- _Quoted passage_
Content starts

Srtke 1- you are 100% incorrect, carbon does not leach anything back into a tank.

Strike 2- you are also incrorect about bio-media in a filter re bacterial colonies. While the bacteria live on all of the hard surfaces in a tank, they will all have the highest concentrations will occur where the best supply of food (ammonia and nitrties) and oxygen are, and this is in the filter's bio media. That is why bio-wheels are such efficient bio-media.

Strike 3- As for the carts made by Marineland for Emperors and Penguins, they can be rinsed and reused for some time (months and months). The AquaClear sponges work great for both bio and mech filtration and last for many years.

You're out!

Strike 4- Using all caps and shouting misinformation.

Nothing personal, just trying to be sure the correct info is presented.


----------



## Fishfirst (Jan 24, 2005)

I think that carbon can releach meds into an aquarium. Thats what I've heard anyway.

Content ends

- _Task A_
In the aquarium filter thread, what point does each numbered strike make?
- _Task B_
In the aquarium filter thread, what does Fishfirst say carbon can do?
- _Task C_
Proceed with the aquarium filter thread from where it stops.

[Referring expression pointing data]
Content starts

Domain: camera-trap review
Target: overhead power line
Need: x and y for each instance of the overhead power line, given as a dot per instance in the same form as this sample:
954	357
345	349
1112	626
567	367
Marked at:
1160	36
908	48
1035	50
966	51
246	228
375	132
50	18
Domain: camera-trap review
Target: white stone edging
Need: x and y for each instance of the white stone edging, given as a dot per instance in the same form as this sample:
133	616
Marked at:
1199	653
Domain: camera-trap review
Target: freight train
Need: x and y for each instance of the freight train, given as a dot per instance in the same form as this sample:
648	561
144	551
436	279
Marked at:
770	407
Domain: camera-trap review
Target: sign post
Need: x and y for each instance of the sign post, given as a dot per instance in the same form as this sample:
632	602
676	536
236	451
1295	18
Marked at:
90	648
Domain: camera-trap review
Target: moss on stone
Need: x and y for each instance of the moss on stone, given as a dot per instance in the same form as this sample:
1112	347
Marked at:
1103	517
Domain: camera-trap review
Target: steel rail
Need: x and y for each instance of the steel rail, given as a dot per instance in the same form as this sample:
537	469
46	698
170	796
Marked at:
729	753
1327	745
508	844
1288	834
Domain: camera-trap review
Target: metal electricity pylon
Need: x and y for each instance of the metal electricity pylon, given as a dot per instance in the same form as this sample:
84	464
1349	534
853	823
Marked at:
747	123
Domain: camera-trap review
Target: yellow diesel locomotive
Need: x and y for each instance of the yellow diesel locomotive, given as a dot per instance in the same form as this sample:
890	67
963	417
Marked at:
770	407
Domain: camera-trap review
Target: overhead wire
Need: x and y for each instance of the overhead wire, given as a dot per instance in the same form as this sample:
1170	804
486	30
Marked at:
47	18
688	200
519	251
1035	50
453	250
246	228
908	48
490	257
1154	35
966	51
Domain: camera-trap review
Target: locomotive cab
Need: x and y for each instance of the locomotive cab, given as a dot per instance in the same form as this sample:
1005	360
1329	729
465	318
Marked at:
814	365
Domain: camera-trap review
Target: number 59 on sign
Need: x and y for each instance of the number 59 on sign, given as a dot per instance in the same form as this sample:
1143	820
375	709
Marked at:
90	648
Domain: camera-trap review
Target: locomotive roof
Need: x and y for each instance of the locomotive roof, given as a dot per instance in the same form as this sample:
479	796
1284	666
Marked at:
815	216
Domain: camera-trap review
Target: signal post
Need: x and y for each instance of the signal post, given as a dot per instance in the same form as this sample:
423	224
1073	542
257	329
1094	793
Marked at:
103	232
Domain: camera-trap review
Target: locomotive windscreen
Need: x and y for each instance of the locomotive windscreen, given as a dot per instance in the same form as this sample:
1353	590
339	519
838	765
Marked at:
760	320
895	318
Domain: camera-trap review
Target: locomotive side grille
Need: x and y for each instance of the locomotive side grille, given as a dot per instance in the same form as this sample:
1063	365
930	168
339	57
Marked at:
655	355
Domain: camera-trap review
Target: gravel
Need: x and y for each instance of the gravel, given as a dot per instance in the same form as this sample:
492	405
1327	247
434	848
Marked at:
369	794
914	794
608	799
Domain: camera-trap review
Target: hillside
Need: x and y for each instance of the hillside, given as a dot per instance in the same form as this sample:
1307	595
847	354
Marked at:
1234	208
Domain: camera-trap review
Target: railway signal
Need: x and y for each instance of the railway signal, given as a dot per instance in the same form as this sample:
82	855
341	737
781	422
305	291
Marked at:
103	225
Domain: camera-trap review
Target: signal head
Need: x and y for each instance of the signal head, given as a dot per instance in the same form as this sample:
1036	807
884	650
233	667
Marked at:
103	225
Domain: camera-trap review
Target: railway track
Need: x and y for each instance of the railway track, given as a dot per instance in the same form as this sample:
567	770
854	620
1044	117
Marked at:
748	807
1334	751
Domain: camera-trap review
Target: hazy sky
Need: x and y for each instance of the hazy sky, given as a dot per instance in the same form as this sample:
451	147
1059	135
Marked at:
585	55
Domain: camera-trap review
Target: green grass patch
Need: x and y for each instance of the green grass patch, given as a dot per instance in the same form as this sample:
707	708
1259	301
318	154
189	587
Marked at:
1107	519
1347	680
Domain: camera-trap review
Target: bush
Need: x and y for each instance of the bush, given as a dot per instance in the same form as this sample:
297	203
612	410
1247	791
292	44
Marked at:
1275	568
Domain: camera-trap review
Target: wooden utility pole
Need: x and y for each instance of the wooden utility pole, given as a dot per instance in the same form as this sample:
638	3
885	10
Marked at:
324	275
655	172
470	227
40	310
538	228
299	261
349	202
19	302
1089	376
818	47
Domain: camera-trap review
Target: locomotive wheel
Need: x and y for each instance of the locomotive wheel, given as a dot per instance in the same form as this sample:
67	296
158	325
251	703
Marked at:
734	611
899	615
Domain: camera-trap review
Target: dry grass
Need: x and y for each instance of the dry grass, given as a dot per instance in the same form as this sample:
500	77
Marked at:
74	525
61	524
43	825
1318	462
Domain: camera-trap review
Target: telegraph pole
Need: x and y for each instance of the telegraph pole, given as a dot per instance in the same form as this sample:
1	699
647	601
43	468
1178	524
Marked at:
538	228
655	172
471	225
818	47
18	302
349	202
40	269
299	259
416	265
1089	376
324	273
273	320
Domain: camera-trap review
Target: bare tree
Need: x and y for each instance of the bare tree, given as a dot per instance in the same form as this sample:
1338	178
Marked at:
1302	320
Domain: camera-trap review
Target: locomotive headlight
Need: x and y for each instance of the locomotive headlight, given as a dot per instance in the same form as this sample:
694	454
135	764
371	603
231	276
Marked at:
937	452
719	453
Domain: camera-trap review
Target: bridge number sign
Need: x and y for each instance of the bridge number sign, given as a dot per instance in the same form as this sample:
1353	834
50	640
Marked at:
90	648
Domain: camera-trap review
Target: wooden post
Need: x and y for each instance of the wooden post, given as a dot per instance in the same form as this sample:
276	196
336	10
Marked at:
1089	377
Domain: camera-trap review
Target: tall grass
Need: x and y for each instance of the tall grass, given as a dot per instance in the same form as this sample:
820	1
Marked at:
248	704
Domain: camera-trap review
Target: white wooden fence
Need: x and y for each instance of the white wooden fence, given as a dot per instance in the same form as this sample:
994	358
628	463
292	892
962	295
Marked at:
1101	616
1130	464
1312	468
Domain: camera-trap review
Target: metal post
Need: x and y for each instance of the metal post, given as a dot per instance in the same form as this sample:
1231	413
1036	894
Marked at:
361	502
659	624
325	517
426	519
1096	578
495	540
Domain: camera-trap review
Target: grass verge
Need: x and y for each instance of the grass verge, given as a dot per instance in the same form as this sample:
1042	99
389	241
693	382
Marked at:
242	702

Content ends

- _Written reply A_
- Strike 1: Carbon does not leach anything back into a tank.
- Strike 2: Bacteria live on all hard surfaces in a tank, but they concentrate most in the filter's bio media, where the supply of food (ammonia and nitrites) and oxygen is best.
- Strike 3: Marineland's carts for Emperors and Penguins can be rinsed and reused for months and months, and AquaClear sponges work for both bio and mech filtration and last for many years.
- Strike 4: The other poster used all caps and shouted misinformation.

- _Written reply B_
Fishfirst says carbon can releach meds into an aquarium.

- _Written reply C_
----------



## fishouttawater (Mar 4, 2005)

Okay, notes taken on the filter opinions. I was planning on changing the filter cartridge on the 1st and 15th of every month. Can I get more confirmation on a second water change in one day not causing more stress, and the full dose of ich meds not killing or burning the scaleless fish? Thank you for all of your time.


----------



## Damon (Jan 18, 2005)

If the water is the same temp and treated for aquarium use, then you could theoretically do many waterchages in one day. As stated by Mr. Doyle, your biological filtration is contained in your filter and on the hard surfaces in your tank. I have a penguin biowheel 170 and 125 on my 20 high and a 10 gallon tank. I just rinse them either 3 days before or after a gravel cleaning (not necessarily a waterchange). I've used the same ones for approx 6 months now with no signs of slowing down. I do keep spares in case I rip one.


----------



## fishouttawater (Mar 4, 2005)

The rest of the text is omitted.